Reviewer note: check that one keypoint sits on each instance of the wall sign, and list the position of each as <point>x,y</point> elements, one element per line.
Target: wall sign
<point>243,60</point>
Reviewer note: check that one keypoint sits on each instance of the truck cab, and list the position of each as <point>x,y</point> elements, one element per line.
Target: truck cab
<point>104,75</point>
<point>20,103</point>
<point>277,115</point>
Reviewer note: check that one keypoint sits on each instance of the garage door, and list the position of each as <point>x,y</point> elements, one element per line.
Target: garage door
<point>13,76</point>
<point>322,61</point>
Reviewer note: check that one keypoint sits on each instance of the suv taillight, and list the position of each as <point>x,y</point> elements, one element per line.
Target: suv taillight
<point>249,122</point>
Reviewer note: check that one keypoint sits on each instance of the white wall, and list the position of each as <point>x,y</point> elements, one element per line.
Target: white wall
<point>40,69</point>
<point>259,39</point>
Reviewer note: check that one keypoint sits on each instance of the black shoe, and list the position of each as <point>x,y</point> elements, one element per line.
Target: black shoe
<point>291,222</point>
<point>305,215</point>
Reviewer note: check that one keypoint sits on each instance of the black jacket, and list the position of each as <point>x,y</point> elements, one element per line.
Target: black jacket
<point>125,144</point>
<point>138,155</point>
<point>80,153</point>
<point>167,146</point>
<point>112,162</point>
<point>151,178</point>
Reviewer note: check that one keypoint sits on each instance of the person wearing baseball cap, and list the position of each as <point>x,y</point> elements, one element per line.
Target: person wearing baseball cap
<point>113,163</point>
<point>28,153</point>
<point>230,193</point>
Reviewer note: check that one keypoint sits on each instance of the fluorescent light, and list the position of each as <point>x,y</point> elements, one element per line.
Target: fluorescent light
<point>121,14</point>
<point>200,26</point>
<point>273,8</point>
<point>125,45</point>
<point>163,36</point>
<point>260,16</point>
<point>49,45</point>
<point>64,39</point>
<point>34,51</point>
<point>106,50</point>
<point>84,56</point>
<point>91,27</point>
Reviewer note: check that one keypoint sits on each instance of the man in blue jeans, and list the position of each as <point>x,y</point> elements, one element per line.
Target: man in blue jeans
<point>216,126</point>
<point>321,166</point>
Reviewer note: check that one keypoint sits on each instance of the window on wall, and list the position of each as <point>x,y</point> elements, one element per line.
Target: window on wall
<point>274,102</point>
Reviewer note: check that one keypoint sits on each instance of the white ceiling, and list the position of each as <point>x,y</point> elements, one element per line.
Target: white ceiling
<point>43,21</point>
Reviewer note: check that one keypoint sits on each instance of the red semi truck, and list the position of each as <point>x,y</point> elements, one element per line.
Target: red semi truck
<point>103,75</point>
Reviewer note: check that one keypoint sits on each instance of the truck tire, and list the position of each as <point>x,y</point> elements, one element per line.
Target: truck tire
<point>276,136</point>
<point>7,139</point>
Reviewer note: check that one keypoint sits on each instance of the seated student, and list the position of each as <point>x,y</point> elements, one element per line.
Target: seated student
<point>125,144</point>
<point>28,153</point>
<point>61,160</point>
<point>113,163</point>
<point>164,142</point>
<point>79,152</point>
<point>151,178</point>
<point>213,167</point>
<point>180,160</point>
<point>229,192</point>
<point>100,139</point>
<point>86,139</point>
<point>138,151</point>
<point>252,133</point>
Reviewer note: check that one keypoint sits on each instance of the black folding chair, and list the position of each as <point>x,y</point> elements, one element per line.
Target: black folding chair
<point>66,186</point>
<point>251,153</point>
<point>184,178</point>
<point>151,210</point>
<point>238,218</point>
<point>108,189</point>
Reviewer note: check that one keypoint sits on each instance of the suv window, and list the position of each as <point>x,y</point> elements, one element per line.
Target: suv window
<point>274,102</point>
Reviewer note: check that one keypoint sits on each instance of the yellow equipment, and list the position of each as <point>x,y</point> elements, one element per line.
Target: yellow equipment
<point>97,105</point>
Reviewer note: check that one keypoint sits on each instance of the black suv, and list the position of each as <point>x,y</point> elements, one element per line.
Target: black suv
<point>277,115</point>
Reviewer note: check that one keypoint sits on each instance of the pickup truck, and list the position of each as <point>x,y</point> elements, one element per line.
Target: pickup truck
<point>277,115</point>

++++++++

Recast every line of the items above as a JSON list of strings, one string per line, with blank lines left out.

[
  "Reviewer note: check that one keypoint sits on each instance of the wall sign, and list the position of each as <point>x,y</point> elements, one element per line.",
  "Target: wall sign",
  "<point>243,60</point>",
  "Reviewer note: check that one keypoint sits on each instance of the truck cab, and list the position of each as <point>x,y</point> elements, one element per line.",
  "Target: truck cab",
  "<point>104,75</point>",
  "<point>20,103</point>",
  "<point>277,115</point>",
  "Reviewer note: check that one keypoint sits on each instance of the garage door, and list the position of each as <point>x,y</point> elements, one element per line.",
  "Target: garage door",
  "<point>13,76</point>",
  "<point>322,61</point>",
  "Reviewer note: check that one keypoint sits on each instance of the suv taillight, and list the position of each as <point>x,y</point> elements, one element per line.",
  "Target: suv taillight",
  "<point>249,122</point>",
  "Reviewer note: check that one keypoint sits on each instance of the white wall, and list the position of each as <point>x,y</point> elements, one element per line.",
  "Target: white wall",
  "<point>40,69</point>",
  "<point>259,39</point>",
  "Reviewer note: check that one keypoint sits on each instance of the black shoe, and list the position of each as <point>x,y</point> elements, one element per line.",
  "Target: black shoe",
  "<point>291,222</point>",
  "<point>305,215</point>",
  "Reviewer note: check that one keypoint sits on each instance of the black jacket, and list the position of each as <point>x,y</point> elements, one element per line.",
  "Target: black jacket",
  "<point>125,144</point>",
  "<point>138,155</point>",
  "<point>80,153</point>",
  "<point>167,146</point>",
  "<point>112,162</point>",
  "<point>151,178</point>",
  "Reviewer note: check that one keypoint sits on each instance of the person wearing baseball cap, and list the position of each as <point>x,y</point> elements, one element per line.",
  "Target: person wearing baseball cap",
  "<point>113,163</point>",
  "<point>28,153</point>",
  "<point>230,193</point>",
  "Reviewer note: check that one keypoint sits on each instance of the fluorescent light, and list the position of each as <point>x,y</point> elements, one element per line.",
  "Target: fluorescent light",
  "<point>121,14</point>",
  "<point>200,26</point>",
  "<point>273,8</point>",
  "<point>125,45</point>",
  "<point>163,36</point>",
  "<point>260,16</point>",
  "<point>49,45</point>",
  "<point>64,39</point>",
  "<point>34,51</point>",
  "<point>106,50</point>",
  "<point>84,56</point>",
  "<point>91,27</point>",
  "Reviewer note: check that one keypoint sits on each instance of the man in blue jeans, and list the position of each as <point>x,y</point> elements, one element per line.",
  "Target: man in blue jeans",
  "<point>216,126</point>",
  "<point>321,166</point>",
  "Reviewer note: check that one keypoint sits on each instance of the window on wall, and list the position of each as <point>x,y</point> elements, one element per line.",
  "Target: window on wall",
  "<point>274,102</point>",
  "Reviewer note: check that one keypoint sits on each instance of the white ceiling, and list the position of each as <point>x,y</point> elements, one element per line.",
  "Target: white ceiling",
  "<point>43,21</point>",
  "Reviewer note: check that one keypoint sits on each instance of the red semi truck, and list the position of each as <point>x,y</point> elements, one element per line.",
  "Target: red semi truck",
  "<point>103,75</point>",
  "Reviewer note: check that one keypoint sits on each instance of the truck tire, and list the position of each as <point>x,y</point> elements, one element per line.",
  "Target: truck tire",
  "<point>276,136</point>",
  "<point>7,139</point>",
  "Reviewer note: check that one keypoint sits on each instance of the seated student, and list the position of each as <point>x,y</point> elements, one element per line.",
  "Target: seated student",
  "<point>125,144</point>",
  "<point>28,153</point>",
  "<point>61,160</point>",
  "<point>113,163</point>",
  "<point>164,142</point>",
  "<point>79,152</point>",
  "<point>151,178</point>",
  "<point>213,167</point>",
  "<point>180,160</point>",
  "<point>229,192</point>",
  "<point>100,139</point>",
  "<point>86,139</point>",
  "<point>138,151</point>",
  "<point>252,133</point>",
  "Reviewer note: check that one keypoint sits on each instance of the black folding chair, and list the position of each as <point>x,y</point> elements, one element per line.",
  "Target: black folding chair",
  "<point>66,186</point>",
  "<point>251,153</point>",
  "<point>184,178</point>",
  "<point>151,210</point>",
  "<point>238,218</point>",
  "<point>108,189</point>",
  "Reviewer note: check that one keypoint sits on each instance of the suv window, and list the position of each as <point>x,y</point> elements, one element per line.",
  "Target: suv window",
  "<point>274,102</point>",
  "Reviewer note: check that one keypoint sits on each instance of the yellow equipment, and list the position of each as <point>x,y</point> elements, one element per line.",
  "Target: yellow equipment",
  "<point>97,105</point>",
  "Reviewer note: check that one keypoint sits on each instance of the black suv, and list the position of each as <point>x,y</point> elements, one element per line.",
  "Target: black suv",
  "<point>277,115</point>",
  "Reviewer note: check that one keypoint sits on each instance of the pickup truck, and list the position of each as <point>x,y</point> elements, one element per line.",
  "Target: pickup truck",
  "<point>277,115</point>"
]